[Begin EXERCISE INPUTS]

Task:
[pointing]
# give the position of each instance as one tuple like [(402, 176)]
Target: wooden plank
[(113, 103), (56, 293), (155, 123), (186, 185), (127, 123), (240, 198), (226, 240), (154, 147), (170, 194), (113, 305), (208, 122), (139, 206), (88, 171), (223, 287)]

[End EXERCISE INPUTS]

» **EXERCISE BRIEF**
Rewrite the lines above as a JSON list of strings, with one string per line and any blank lines omitted.

» **THE SOLUTION**
[
  "Task:",
  "[pointing]",
  "# give the position of each instance as one tuple like [(402, 176)]",
  "Target: wooden plank",
  "[(113, 103), (56, 293), (155, 123), (186, 185), (127, 123), (240, 198), (226, 240), (154, 147), (170, 194), (113, 305), (208, 122), (139, 206), (88, 171), (223, 287)]"
]